_Text segment_
Start of Block

Scholastic journalism programs continue to have a life-changing effect
By R.J. Morgan
There are no two ways about it: scholastic journalism saved my life.
In 1998 I signed up for the elective newspaper class at Pearl High School as a listless, overweight freshman because, frankly, I didn’t know where else I might fit in. It was a big school, and I wasn’t an athlete, didn’t play an instrument, couldn’t draw or do math very well, etc. Maybe I could write? It was worth a shot.
When they couldn’t fit the course into my schedule, the counselor suggested I go ask the teacher if I could be her TA during a planning period and write for the staff that way. I did, and in her infinite kindness, Ms. Sandy Davis let me sit of an afternoon in her classroom and write stories. Oh, what a fateful decision that would turn out to be.
She asked me what I was passionate about.
“Professional wrestling,” I said, earnestly.
“Are you serious?”
“Yes ma’am.”
“Well, then write about that,” she said, just as earnestly.
And I did.
“Ringside Chats with R.J. Morgan” debuted in the fall quarterly issue of the Pirate Speaks newspaper to, as I recall, little or no fanfare.
But I was hooked.
I started to write about more than professional wrestling. I wrote about new testing schedules and the baseball team and a lot of other goings-on around the school, too. It turned out I had a natural talent for storytelling (a family trait), and I began to work really hard at getting better at that craft with every assignment Ms. Davis would allow me.
When the year was up, Ms. Davis not only demanded I be on staff the next fall, she wanted me to be the editor. To be given such a responsibility (usually reserved for a senior) at such a young age, well it felt like someone kicking open a door and telling me this was the path I needed to walk down. I didn’t know where it would take me, but it seemed pretty clear that this was what I was meant to be doing at the moment.
I held that role for the next three years. Ms. Davis left after my sophomore year and was replaced by an excellent English teacher, Mrs. Donna Foster, who, in an amazing act of trust, pretty much gave me creative control over the entire publication. I set the publication dates and prices, I led the brainstorming meetings to plan each issue, I laid out the pages and I enforced the deadlines. We were a student-run publication in every sense of the word.
In that work, I found such deep meaning and purpose. We were the mouthpiece of our peers. Teenage documentarians of our little moment as the blue and gold tenants of PHS’s hallowed grounds.

End of Block

_Work instruction_
Answer these questions from the essay on scholastic journalism:
1. In what year did the writer sign up for the newspaper class at Pearl High School?
2. What was the title of the writer's column in the Pirate Speaks?
3. Who replaced Ms. Davis after the writer's sophomore year?
You can leave the listing aside; it plays no part here.

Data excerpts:

Start of Block

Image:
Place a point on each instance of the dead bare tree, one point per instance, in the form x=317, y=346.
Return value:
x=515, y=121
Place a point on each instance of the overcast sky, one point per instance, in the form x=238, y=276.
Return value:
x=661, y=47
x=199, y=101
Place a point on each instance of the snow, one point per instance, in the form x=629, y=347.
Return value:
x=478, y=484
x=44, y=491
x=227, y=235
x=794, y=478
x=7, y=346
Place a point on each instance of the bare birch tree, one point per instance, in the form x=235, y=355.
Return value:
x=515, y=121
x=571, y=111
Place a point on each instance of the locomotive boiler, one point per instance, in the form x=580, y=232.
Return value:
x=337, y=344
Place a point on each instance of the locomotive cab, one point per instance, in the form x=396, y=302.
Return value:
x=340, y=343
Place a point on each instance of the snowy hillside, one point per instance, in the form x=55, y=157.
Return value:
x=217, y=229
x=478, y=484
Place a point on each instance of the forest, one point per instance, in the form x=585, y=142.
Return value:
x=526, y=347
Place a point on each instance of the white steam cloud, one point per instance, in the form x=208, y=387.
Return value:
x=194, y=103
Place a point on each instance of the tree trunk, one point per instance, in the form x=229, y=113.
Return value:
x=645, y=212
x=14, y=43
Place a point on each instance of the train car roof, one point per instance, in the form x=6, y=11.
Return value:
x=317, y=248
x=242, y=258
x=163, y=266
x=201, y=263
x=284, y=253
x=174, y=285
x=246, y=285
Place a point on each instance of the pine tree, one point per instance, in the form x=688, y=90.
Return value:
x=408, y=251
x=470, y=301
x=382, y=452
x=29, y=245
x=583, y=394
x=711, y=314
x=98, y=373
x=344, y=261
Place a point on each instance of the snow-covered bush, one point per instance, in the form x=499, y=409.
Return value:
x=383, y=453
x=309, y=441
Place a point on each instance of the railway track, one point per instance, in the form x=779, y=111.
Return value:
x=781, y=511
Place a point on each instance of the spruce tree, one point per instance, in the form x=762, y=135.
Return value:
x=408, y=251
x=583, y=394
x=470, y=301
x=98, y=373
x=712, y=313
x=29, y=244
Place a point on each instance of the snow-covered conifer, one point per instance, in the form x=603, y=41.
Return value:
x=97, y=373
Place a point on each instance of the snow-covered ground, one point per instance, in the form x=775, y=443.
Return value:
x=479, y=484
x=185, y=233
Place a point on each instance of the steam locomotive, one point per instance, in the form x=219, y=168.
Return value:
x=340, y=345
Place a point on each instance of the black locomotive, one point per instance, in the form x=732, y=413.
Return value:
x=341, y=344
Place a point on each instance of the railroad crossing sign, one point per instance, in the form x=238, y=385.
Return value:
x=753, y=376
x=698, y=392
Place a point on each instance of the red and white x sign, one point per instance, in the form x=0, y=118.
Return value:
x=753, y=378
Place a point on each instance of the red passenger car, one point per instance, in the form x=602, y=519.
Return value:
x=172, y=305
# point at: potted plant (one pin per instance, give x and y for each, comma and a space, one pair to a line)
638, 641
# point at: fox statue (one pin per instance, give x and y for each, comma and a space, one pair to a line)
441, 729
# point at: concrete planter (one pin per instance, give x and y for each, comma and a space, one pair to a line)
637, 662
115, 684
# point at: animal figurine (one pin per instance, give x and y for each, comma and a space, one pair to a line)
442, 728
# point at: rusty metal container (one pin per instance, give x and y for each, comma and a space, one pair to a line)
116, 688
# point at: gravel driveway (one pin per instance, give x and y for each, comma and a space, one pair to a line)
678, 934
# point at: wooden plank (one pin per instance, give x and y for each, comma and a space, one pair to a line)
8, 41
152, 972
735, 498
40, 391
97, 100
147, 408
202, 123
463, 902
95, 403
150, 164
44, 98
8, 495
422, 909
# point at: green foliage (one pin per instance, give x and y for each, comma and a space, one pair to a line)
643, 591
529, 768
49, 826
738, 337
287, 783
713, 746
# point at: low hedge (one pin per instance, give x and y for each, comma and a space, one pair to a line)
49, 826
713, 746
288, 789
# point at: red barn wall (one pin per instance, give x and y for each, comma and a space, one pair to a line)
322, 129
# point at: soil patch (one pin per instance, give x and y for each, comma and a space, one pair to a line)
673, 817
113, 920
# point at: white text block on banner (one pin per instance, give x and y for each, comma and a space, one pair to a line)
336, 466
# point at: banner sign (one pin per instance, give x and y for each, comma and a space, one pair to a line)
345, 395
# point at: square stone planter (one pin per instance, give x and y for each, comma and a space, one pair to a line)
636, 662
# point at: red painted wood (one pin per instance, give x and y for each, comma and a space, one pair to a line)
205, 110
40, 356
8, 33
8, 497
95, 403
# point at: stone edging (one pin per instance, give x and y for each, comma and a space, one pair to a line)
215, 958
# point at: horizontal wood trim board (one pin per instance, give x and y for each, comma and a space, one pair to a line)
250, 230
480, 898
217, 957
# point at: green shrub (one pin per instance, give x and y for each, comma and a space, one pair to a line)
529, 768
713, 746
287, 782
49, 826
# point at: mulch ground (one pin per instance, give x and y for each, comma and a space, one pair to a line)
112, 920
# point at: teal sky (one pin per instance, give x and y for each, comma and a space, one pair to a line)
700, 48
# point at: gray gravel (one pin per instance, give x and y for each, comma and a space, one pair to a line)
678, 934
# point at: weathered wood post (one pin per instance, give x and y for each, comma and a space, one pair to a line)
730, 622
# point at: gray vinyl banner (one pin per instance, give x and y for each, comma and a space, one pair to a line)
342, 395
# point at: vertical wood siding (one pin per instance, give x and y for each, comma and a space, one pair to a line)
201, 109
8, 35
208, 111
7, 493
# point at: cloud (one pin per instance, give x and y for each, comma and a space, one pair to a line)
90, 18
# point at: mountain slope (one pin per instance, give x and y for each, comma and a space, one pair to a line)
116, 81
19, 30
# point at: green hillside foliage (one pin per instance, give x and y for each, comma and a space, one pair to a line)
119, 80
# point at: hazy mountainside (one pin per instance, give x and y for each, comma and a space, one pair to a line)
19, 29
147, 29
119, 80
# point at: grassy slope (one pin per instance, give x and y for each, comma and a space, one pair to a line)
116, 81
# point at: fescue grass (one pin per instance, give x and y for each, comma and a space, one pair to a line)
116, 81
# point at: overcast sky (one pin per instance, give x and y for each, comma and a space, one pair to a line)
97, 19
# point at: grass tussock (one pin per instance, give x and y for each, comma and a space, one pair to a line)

End of Block

_Answer section_
1. 1998
2. "Ringside Chats with R.J. Morgan"
3. Mrs. Donna Foster